WHAT THE EXERCISE ASKS: Can you write out the whole listing exactly?

----- EXERCISE INPUTS

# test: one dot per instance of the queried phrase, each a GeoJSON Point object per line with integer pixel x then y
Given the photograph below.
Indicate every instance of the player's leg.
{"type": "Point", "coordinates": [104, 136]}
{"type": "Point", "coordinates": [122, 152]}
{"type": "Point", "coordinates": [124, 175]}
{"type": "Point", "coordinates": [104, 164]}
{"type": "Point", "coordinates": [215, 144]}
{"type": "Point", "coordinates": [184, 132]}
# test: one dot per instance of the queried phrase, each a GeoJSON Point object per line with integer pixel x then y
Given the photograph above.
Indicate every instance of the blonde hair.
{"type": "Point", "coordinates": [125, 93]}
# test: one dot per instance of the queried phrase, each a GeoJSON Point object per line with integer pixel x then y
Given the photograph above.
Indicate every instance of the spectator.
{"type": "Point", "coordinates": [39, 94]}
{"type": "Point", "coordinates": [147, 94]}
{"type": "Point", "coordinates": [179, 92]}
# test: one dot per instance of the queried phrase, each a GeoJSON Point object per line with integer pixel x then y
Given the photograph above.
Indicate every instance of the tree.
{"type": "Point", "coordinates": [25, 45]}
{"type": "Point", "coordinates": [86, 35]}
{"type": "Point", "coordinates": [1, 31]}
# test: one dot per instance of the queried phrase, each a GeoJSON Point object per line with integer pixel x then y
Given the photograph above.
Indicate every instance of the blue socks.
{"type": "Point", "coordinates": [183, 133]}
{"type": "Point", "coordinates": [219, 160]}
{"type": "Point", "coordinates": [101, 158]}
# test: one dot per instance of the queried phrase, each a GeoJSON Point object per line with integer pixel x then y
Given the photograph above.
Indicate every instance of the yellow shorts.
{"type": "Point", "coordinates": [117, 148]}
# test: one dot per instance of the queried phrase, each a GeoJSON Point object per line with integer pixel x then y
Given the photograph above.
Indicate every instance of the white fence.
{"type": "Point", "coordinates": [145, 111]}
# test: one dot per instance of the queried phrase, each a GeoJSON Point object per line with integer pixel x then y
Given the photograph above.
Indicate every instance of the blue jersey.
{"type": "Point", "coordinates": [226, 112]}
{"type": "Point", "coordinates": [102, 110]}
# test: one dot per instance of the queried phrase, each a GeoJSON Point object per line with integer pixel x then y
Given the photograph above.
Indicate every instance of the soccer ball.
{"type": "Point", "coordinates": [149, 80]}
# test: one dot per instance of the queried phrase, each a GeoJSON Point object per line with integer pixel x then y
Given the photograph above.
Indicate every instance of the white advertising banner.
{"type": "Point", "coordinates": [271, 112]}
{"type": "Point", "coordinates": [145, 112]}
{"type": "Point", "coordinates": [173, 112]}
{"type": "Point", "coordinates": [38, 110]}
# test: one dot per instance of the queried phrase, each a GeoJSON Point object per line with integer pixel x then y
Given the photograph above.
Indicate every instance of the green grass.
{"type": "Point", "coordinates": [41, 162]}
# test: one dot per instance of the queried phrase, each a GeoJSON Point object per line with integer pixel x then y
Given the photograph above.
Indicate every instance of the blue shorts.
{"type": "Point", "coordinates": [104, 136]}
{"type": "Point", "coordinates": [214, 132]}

----------

RESPONSE TO THE TASK:
# test: one dot per instance of the queried phrase, each a GeoJSON Point object per line with integer pixel x then y
Given the photograph below.
Indicate every instance of the player's leg.
{"type": "Point", "coordinates": [104, 136]}
{"type": "Point", "coordinates": [122, 152]}
{"type": "Point", "coordinates": [124, 175]}
{"type": "Point", "coordinates": [104, 164]}
{"type": "Point", "coordinates": [215, 144]}
{"type": "Point", "coordinates": [184, 132]}
# test: one dot per instance of the queried phrase, each a GeoJSON Point object per line with integer pixel x then y
Given the photograph above.
Indicate every instance of the blonde hair.
{"type": "Point", "coordinates": [125, 93]}
# test: one dot per instance of the queried phrase, each a GeoJSON Point object per line with integer pixel x then y
Given the photograph above.
Indicate every instance of the spectator.
{"type": "Point", "coordinates": [39, 94]}
{"type": "Point", "coordinates": [147, 94]}
{"type": "Point", "coordinates": [179, 92]}
# test: one dot per instance of the queried phrase, each a GeoJSON Point object per line with integer pixel x then y
Given the photograph above.
Indicate every instance of the tree.
{"type": "Point", "coordinates": [25, 45]}
{"type": "Point", "coordinates": [86, 35]}
{"type": "Point", "coordinates": [1, 31]}
# test: one dot per instance of the queried phrase, each a GeoJSON Point object per line with integer pixel x then y
Given the photograph above.
Indicate every instance of the blue socks.
{"type": "Point", "coordinates": [183, 133]}
{"type": "Point", "coordinates": [219, 160]}
{"type": "Point", "coordinates": [101, 158]}
# test: one dot per instance of the queried phrase, each a GeoJSON Point object per line with integer pixel x then y
Given the photograph above.
Indicate every instance of the yellow shorts.
{"type": "Point", "coordinates": [117, 148]}
# test: one dot per instance of the queried phrase, each a GeoJSON Point object per line with integer pixel x then y
Given the photograph above.
Indicate every instance of the white fence.
{"type": "Point", "coordinates": [145, 111]}
# test: one dot per instance of the queried phrase, each a GeoJSON Point object per line with integer pixel x then y
Given the photograph above.
Indicate every instance of the blue jersey.
{"type": "Point", "coordinates": [226, 112]}
{"type": "Point", "coordinates": [102, 110]}
# test: one dot per instance of the queried phrase, each a GeoJSON Point object per line with integer pixel x then y
Given the photograph above.
Indicate every instance of the soccer ball.
{"type": "Point", "coordinates": [149, 80]}
# test: one dot per instance of the queried phrase, each a GeoJSON Point object per line with integer pixel x then y
Given the photograph above.
Indicate every instance of the white advertising banner.
{"type": "Point", "coordinates": [271, 112]}
{"type": "Point", "coordinates": [145, 112]}
{"type": "Point", "coordinates": [173, 112]}
{"type": "Point", "coordinates": [38, 110]}
# test: one dot per instance of the queried phrase, each a GeoJSON Point object per line with integer pixel x then y
Given the photograph above.
Indicate every instance of the green grass.
{"type": "Point", "coordinates": [41, 162]}
# test: one dot per instance of the queried phrase, each a GeoJSON Point object per line with integer pixel x then y
Given the photograph above.
Indicate every instance of the blue shorts.
{"type": "Point", "coordinates": [104, 136]}
{"type": "Point", "coordinates": [214, 132]}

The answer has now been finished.